— Task requirements —
All that is asked is a faithful reproduction of the entries.

- - - -

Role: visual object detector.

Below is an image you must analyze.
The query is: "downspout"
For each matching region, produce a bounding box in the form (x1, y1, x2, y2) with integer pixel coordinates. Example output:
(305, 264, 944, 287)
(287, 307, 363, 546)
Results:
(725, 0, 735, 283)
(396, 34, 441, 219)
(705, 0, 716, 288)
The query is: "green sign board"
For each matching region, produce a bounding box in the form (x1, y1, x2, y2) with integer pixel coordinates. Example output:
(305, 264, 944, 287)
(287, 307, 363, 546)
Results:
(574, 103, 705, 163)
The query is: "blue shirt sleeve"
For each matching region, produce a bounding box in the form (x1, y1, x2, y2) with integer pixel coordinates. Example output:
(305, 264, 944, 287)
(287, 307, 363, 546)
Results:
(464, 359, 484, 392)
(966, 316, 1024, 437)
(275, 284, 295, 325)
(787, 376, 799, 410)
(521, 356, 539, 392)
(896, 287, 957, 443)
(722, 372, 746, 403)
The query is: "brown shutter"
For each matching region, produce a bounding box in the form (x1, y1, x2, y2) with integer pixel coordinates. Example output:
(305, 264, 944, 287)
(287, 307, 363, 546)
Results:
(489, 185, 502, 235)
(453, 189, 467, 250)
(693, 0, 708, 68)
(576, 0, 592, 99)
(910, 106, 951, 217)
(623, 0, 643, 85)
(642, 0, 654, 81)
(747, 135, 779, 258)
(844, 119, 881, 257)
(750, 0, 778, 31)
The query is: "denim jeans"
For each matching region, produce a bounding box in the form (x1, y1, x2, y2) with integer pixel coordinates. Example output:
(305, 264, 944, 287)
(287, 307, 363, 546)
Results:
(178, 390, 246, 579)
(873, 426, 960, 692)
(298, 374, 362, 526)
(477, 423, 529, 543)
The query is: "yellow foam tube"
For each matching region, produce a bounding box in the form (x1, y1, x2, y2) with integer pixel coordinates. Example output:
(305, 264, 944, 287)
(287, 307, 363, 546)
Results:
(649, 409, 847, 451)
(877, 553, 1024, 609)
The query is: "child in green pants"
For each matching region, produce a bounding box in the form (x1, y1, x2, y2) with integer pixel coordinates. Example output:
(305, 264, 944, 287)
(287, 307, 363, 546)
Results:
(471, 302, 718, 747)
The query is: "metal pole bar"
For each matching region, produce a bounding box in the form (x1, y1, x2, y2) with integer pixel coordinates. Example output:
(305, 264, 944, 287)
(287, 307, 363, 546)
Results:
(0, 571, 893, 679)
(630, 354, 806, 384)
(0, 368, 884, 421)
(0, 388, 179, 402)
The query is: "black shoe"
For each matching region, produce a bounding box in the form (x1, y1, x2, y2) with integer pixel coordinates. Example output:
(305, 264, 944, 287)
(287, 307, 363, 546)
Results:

- - - -

— Solved problem —
Role: visual object detector.

Below is an image you must analyze.
The query is: "downspout"
For each matching region, produce a bounding box in the form (x1, y1, x2, y2) with integer pixel coordinates. Example output:
(305, 264, 944, 287)
(287, 307, 363, 546)
Results:
(725, 0, 735, 283)
(396, 34, 441, 219)
(705, 0, 716, 288)
The query is: "green sign board"
For each matching region, produce a bounding box in the form (x1, y1, x2, y2) with integer pixel coordinates. Example output:
(305, 264, 944, 287)
(287, 307, 363, 546)
Results:
(574, 103, 705, 163)
The query is: "blue shirt sleeve"
For each matching region, produce a bounding box in the form (x1, y1, x2, y2) with integer pixel coordinates. Example output:
(305, 264, 944, 287)
(287, 307, 363, 546)
Results:
(464, 359, 484, 392)
(966, 316, 1024, 437)
(275, 284, 295, 325)
(787, 376, 799, 410)
(521, 356, 539, 392)
(896, 287, 957, 443)
(722, 372, 746, 403)
The query is: "brown shutter"
For each matching region, produce a bounding box in the form (x1, y1, x2, y2) with integer pixel coordinates. Example output:
(305, 264, 944, 287)
(287, 307, 363, 546)
Results:
(489, 185, 502, 235)
(453, 189, 467, 250)
(693, 0, 708, 68)
(576, 0, 592, 99)
(910, 106, 951, 217)
(623, 0, 643, 85)
(642, 0, 654, 81)
(747, 135, 779, 258)
(844, 119, 881, 257)
(750, 0, 778, 31)
The query is: "denim jeans"
For each matching region, produce a bounding box in the form (x1, y1, x2, y2) with integer pixel coordinates. Example output:
(305, 264, 944, 287)
(287, 307, 363, 546)
Results:
(178, 390, 246, 579)
(873, 426, 960, 692)
(298, 374, 362, 526)
(477, 423, 529, 543)
The query is: "yellow foam tube"
For each matching region, produce a bounding box in the form (x1, y1, x2, y2) with integer pixel coordinates. Example output:
(305, 264, 944, 287)
(287, 307, 363, 546)
Results:
(649, 409, 847, 451)
(877, 553, 1024, 609)
The query is: "child in green pants"
For each matching region, produce a bounding box in the form (x1, y1, x2, y2) with integer pixel coordinates. Example output:
(305, 264, 944, 287)
(287, 307, 363, 546)
Results:
(471, 302, 718, 747)
The query is: "metal pole bar"
For each matching region, produce a bounding box in the form (x1, y1, x2, y2) with integer pixel coordinates. Example output:
(305, 264, 944, 287)
(287, 307, 363, 546)
Results:
(0, 571, 893, 679)
(630, 354, 806, 384)
(0, 368, 884, 421)
(0, 388, 179, 402)
The query is: "black shoe"
For each matching region, produce a bounding box in the form (x1, y1, x2, y2) with integer pixel coordinates. Example output:
(305, 264, 944, 287)
(287, 307, 363, 546)
Results:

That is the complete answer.